Exercise details -> Every entry is to be restated exactly; pictures are not part of the copy.

(Records Opens)

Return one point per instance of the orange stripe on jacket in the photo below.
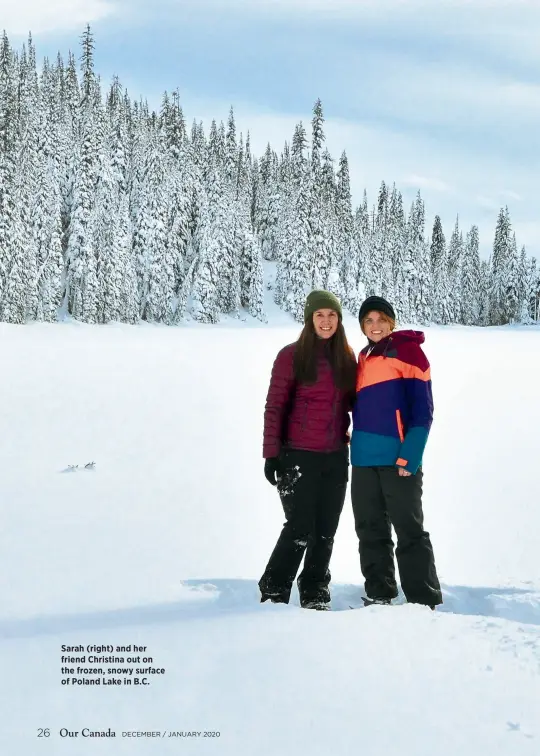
(380, 369)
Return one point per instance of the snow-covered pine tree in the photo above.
(470, 274)
(454, 262)
(500, 272)
(442, 295)
(344, 234)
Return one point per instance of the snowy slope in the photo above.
(162, 544)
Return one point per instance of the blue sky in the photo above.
(439, 96)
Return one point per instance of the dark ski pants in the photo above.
(312, 488)
(381, 498)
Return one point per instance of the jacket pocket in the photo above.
(400, 426)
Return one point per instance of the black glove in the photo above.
(271, 468)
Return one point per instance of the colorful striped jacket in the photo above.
(393, 412)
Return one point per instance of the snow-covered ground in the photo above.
(162, 543)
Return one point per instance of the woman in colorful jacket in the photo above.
(306, 451)
(391, 422)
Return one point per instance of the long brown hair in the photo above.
(340, 355)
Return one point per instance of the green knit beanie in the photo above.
(321, 300)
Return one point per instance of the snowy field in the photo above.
(162, 543)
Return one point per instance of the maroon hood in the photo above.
(400, 337)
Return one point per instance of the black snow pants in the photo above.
(381, 498)
(312, 488)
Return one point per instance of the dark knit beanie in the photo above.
(376, 303)
(321, 300)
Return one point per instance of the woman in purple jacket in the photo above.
(305, 447)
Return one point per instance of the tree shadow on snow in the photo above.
(200, 599)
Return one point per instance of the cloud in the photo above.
(39, 16)
(425, 182)
(412, 161)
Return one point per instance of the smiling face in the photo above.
(325, 323)
(376, 326)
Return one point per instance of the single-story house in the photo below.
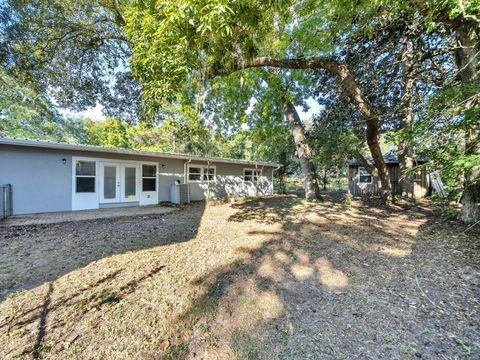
(50, 176)
(361, 182)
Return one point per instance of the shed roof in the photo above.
(390, 158)
(103, 149)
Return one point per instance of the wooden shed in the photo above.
(361, 182)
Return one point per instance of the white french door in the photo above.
(109, 183)
(119, 182)
(130, 184)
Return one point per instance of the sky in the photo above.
(95, 113)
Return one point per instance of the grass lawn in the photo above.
(267, 278)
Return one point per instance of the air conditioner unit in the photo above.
(179, 193)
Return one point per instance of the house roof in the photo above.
(102, 149)
(390, 158)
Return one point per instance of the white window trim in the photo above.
(253, 176)
(203, 171)
(366, 174)
(75, 176)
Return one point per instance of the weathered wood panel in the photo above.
(421, 182)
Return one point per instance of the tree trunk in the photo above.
(303, 151)
(405, 154)
(467, 58)
(353, 91)
(324, 179)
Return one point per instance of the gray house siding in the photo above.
(229, 179)
(41, 182)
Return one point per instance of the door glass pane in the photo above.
(130, 180)
(109, 182)
(149, 171)
(86, 168)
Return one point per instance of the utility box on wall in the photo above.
(179, 193)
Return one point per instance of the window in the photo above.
(198, 173)
(364, 177)
(251, 175)
(194, 173)
(418, 175)
(149, 177)
(84, 176)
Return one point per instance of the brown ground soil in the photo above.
(267, 278)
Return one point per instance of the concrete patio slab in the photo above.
(59, 217)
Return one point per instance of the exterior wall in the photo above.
(229, 179)
(42, 183)
(421, 185)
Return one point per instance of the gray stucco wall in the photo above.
(42, 183)
(229, 179)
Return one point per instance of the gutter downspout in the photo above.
(185, 170)
(273, 184)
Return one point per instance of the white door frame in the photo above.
(116, 165)
(123, 185)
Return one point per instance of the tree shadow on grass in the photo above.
(327, 285)
(98, 296)
(33, 255)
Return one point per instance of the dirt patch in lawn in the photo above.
(266, 278)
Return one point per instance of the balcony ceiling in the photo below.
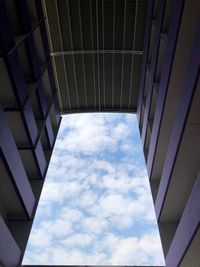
(96, 49)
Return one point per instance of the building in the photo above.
(118, 56)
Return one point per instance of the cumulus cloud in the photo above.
(96, 205)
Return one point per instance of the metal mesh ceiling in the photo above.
(96, 47)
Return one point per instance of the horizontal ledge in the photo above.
(91, 266)
(85, 52)
(97, 110)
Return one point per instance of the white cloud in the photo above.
(96, 198)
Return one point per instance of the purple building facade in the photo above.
(166, 97)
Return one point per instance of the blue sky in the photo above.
(96, 206)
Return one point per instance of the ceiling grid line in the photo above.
(83, 58)
(122, 73)
(100, 51)
(51, 49)
(93, 62)
(113, 55)
(73, 60)
(103, 41)
(63, 58)
(132, 58)
(98, 71)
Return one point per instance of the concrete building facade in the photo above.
(60, 57)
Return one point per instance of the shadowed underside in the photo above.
(97, 49)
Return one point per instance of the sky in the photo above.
(96, 206)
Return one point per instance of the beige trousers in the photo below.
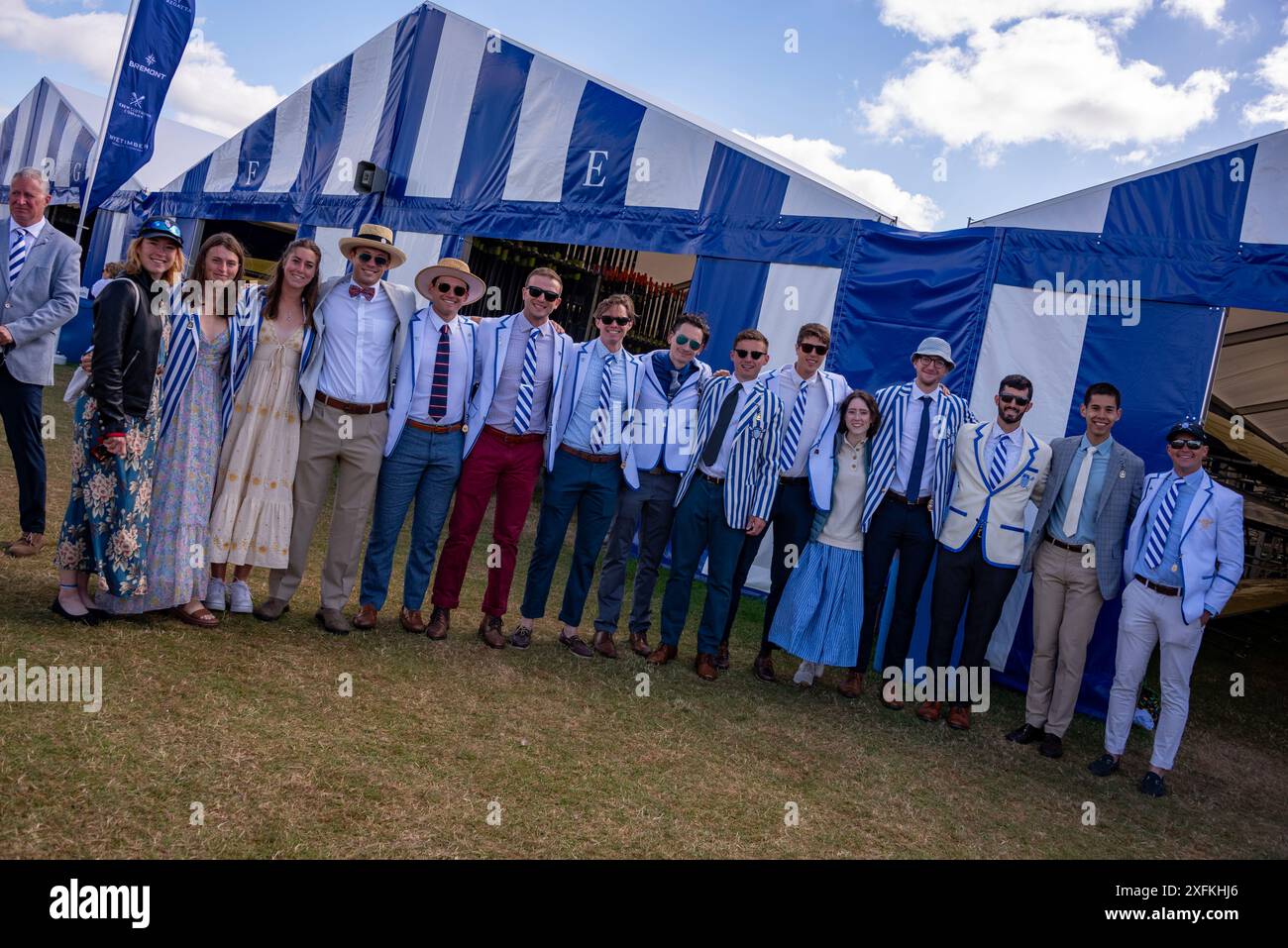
(1065, 604)
(357, 443)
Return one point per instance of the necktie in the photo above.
(1080, 491)
(17, 254)
(1162, 524)
(787, 456)
(711, 451)
(527, 384)
(918, 455)
(603, 414)
(442, 365)
(997, 467)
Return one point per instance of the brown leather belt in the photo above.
(1163, 590)
(437, 429)
(588, 456)
(918, 502)
(513, 438)
(352, 407)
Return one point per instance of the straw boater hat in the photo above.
(375, 237)
(458, 269)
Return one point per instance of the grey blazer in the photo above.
(403, 299)
(46, 296)
(1120, 497)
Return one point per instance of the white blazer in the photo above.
(562, 414)
(820, 467)
(492, 342)
(1211, 545)
(424, 346)
(1001, 509)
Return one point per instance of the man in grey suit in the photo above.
(1076, 554)
(39, 294)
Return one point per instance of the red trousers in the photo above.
(509, 472)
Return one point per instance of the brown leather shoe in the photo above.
(489, 630)
(603, 646)
(411, 621)
(662, 655)
(26, 545)
(853, 685)
(439, 621)
(930, 710)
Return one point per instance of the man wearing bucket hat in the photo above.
(425, 442)
(910, 480)
(346, 377)
(1183, 561)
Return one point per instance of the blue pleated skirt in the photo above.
(820, 612)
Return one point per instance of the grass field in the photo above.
(563, 754)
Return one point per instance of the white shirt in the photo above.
(357, 346)
(909, 443)
(721, 466)
(815, 410)
(458, 372)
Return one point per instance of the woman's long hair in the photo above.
(308, 296)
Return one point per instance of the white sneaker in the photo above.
(239, 596)
(215, 595)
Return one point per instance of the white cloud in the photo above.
(206, 90)
(823, 158)
(1050, 78)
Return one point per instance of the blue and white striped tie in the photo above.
(17, 254)
(1162, 524)
(527, 384)
(997, 467)
(794, 428)
(603, 414)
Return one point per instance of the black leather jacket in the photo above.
(127, 343)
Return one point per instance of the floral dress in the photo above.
(108, 511)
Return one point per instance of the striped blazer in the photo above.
(893, 404)
(752, 474)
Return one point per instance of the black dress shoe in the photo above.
(1025, 734)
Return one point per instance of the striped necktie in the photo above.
(17, 254)
(997, 467)
(1162, 524)
(603, 414)
(442, 365)
(527, 384)
(794, 428)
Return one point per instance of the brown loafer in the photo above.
(662, 655)
(489, 630)
(853, 685)
(928, 711)
(439, 621)
(411, 621)
(603, 646)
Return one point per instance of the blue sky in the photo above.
(932, 110)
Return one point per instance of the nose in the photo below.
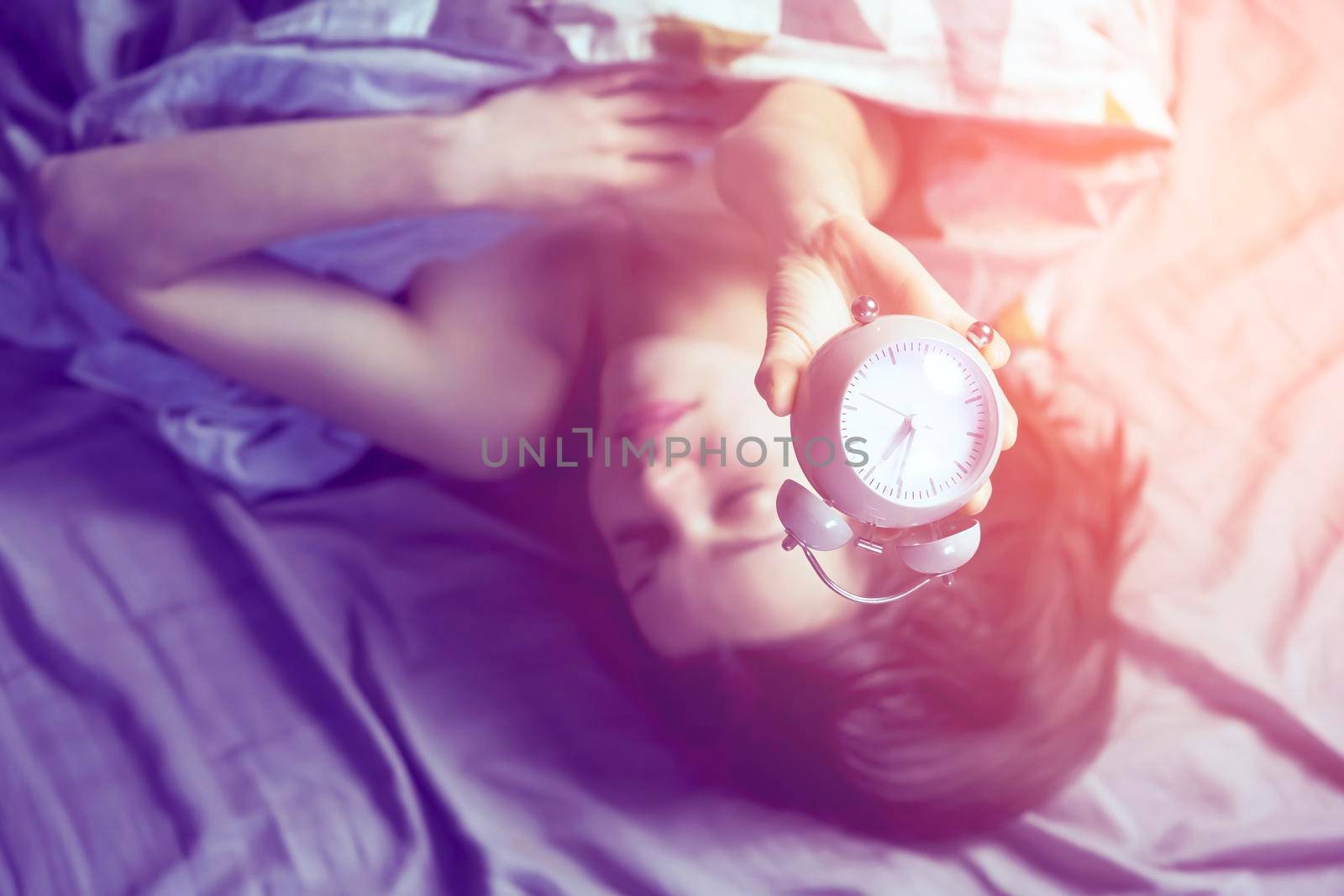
(663, 483)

(Records Closes)

Output of the task ->
Return one point per instance of the orange stripe on jacket in the photo below.
(380, 369)
Return one point per instance of the snow-covered pine tree in the photo above.
(470, 274)
(454, 262)
(500, 272)
(442, 295)
(344, 234)
Return one point per instance of the snowy slope in the photo above.
(162, 544)
Return one point per instance of the blue sky in the photo above.
(439, 96)
Return one point per instance of the dark ski pants in the photo above.
(312, 488)
(381, 498)
Return one point per instance of the jacket pocket in the photo above.
(400, 426)
Return one point per instance of the black glove in the photo above.
(271, 468)
Return one point per instance of the colorful striped jacket in the photo above.
(393, 412)
Return one point per instance of the snow-covered ground in the photo above.
(162, 543)
Return one point per instance of the woman in colorful jacket in the photo above.
(306, 451)
(391, 422)
Return one point per instance of the long brown hair in the photo above.
(340, 355)
Return one point per instance of the green knit beanie in the photo above.
(321, 300)
Return one point per instance of the snowy field in the photo above.
(162, 543)
Return one point per instance of the maroon hood in the photo above.
(400, 337)
Return one point per instance of the black snow pants in the photo above.
(381, 498)
(312, 488)
Return one point per instance of the dark knit beanie in the photo above.
(376, 303)
(321, 300)
Return one point per instance of the woman in purple jacket in the photo above.
(305, 447)
Return one point per instance of the tree shadow on snow in the photo above.
(200, 599)
Return one point per instance of the cloud in the photo above.
(39, 16)
(425, 182)
(412, 161)
Return one point per instance of the smiling face in the photo above.
(325, 323)
(376, 326)
Return one point per instance of the single-story house in the photo below.
(50, 176)
(361, 182)
Return one point per instance of the shed roof in the photo above.
(390, 158)
(103, 149)
Return one point per instance of the wooden shed in the photo above.
(361, 182)
Return one point per instance of the white french door in the photo above.
(109, 183)
(119, 182)
(130, 184)
Return one point per instance of the sky in the photo above.
(95, 113)
Return one point per instance of the grass lawn in the photo above.
(267, 278)
Return one point per instance of the air conditioner unit in the photo above.
(179, 193)
Return one point per instance of the house roof in the photo above.
(102, 149)
(390, 158)
Return one point per instance of the white window trim in the photo above.
(253, 176)
(203, 171)
(366, 174)
(75, 176)
Return one point per instance of the weathered wood panel in the photo above.
(421, 182)
Return one point per instance of the tree trunk in the photo above.
(303, 151)
(405, 154)
(467, 58)
(353, 91)
(324, 179)
Return one point per instance of the gray house siding in the photo above.
(229, 179)
(41, 182)
Return one point per instance of the door glass pane in the photo above.
(130, 180)
(109, 182)
(149, 171)
(86, 168)
Return one point per instance of the utility box on wall in the photo above.
(179, 193)
Return one point per instance of the window in the photo above.
(198, 173)
(364, 177)
(251, 175)
(194, 173)
(418, 175)
(149, 177)
(84, 176)
Return one point per instance of the brown ground soil in the photo above.
(267, 278)
Return one point per instance of the concrete patio slab in the photo above.
(59, 217)
Return one point per instance of the exterior wall in the photo above.
(229, 179)
(42, 183)
(421, 185)
Return one point per instance of the gray stucco wall in the photo above.
(42, 183)
(229, 179)
Return one point per instance of the gutter downspout in the photo above.
(185, 170)
(273, 184)
Return one point per instance of the white door frame in the photo above.
(116, 165)
(123, 185)
Return one point per instance of the tree shadow on grass in the photo above.
(327, 285)
(98, 296)
(33, 255)
Return one point per instance of the dirt patch in lawn in the photo above.
(266, 278)
Return one point per instance of the balcony ceiling in the photo below.
(96, 49)
Return one point per instance of the building in the photo above.
(118, 56)
Return one point per instance of the cumulus cloud in the photo above.
(96, 205)
Return one point per instance of the metal mesh ceiling in the photo above.
(96, 47)
Return one point per instance of the horizontal ledge in the photo above.
(91, 266)
(85, 52)
(97, 110)
Return one point per instance of the white cloud in the photo above.
(96, 198)
Return one point per instance of the purple building facade in the photo above.
(166, 97)
Return one point per instance of the blue sky in the photo above.
(96, 206)
Return one point per instance of the ceiling grid line in the photo above.
(83, 58)
(122, 73)
(100, 51)
(51, 49)
(93, 62)
(113, 55)
(73, 60)
(103, 41)
(63, 58)
(132, 58)
(98, 71)
Return one point per instance of the concrete building facade in the photo above.
(60, 57)
Return one point per instance of the shadowed underside in the photo above.
(97, 49)
Return one point per instance of the sky in the photo above.
(96, 206)
Return one point per instance of the beige trousers in the photo below.
(1065, 604)
(357, 443)
Return one point per instance of the necktie in the photo above.
(1080, 491)
(17, 254)
(1162, 524)
(787, 456)
(711, 451)
(527, 384)
(918, 455)
(603, 414)
(442, 365)
(997, 467)
Return one point per instance of the brown leather belt in the photo above.
(1163, 590)
(437, 429)
(588, 456)
(918, 502)
(513, 438)
(352, 407)
Return one point per instance of the straw boater hat in the photo above.
(375, 237)
(458, 269)
Return one point per instance of the grey blazer in the photo above.
(403, 299)
(46, 296)
(1120, 497)
Return one point per instance of the white blazer in the photo above.
(562, 414)
(820, 467)
(492, 342)
(1211, 545)
(424, 346)
(1001, 509)
Return one point per instance of the man in grey suit in the photo above.
(1076, 554)
(39, 294)
Return one point per instance of the red trousers in the photo above.
(509, 472)
Return one point per instance of the brown leather shoe in the photo above.
(489, 630)
(603, 646)
(411, 621)
(662, 655)
(26, 545)
(853, 685)
(439, 621)
(930, 710)
Return one point per instance of the man wearing bucket hat in the photo above.
(425, 442)
(910, 480)
(346, 377)
(1183, 561)
Return one point per instance of the blue pleated skirt in the photo above.
(820, 612)
Return one point per instance of the grass field in the photo above.
(563, 754)
Return one point per instance of the white shirt in the photo above.
(357, 346)
(909, 443)
(721, 466)
(815, 410)
(458, 372)
Return one point per instance of the woman's long hair in the photo above.
(308, 296)
Return one point per instance of the white sneaker in the photo above.
(239, 596)
(215, 595)
Return one point per instance of the white cloud in the photo above.
(206, 90)
(823, 158)
(1050, 78)
Return one point per instance of the blue and white striped tie in the photo above.
(17, 254)
(1162, 524)
(527, 384)
(997, 467)
(794, 428)
(603, 414)
Return one point per instance of the black leather jacket in the photo above.
(127, 343)
Return one point per instance of the floral dress in the photo above.
(108, 511)
Return one point per instance of the striped blazer in the photo above.
(893, 404)
(752, 474)
Return one point per instance of the black dress shoe in the photo above.
(1025, 734)
Return one point per instance of the striped necktie in the photo above.
(17, 254)
(997, 467)
(1162, 524)
(603, 414)
(442, 365)
(527, 384)
(794, 428)
Return one point per instance of the brown loafer in the photo above.
(662, 655)
(489, 630)
(853, 685)
(928, 711)
(439, 621)
(411, 621)
(603, 646)
Return one point per instance of the blue sky in the photo above.
(932, 110)
Return one point per instance of the nose in the photo below.
(663, 483)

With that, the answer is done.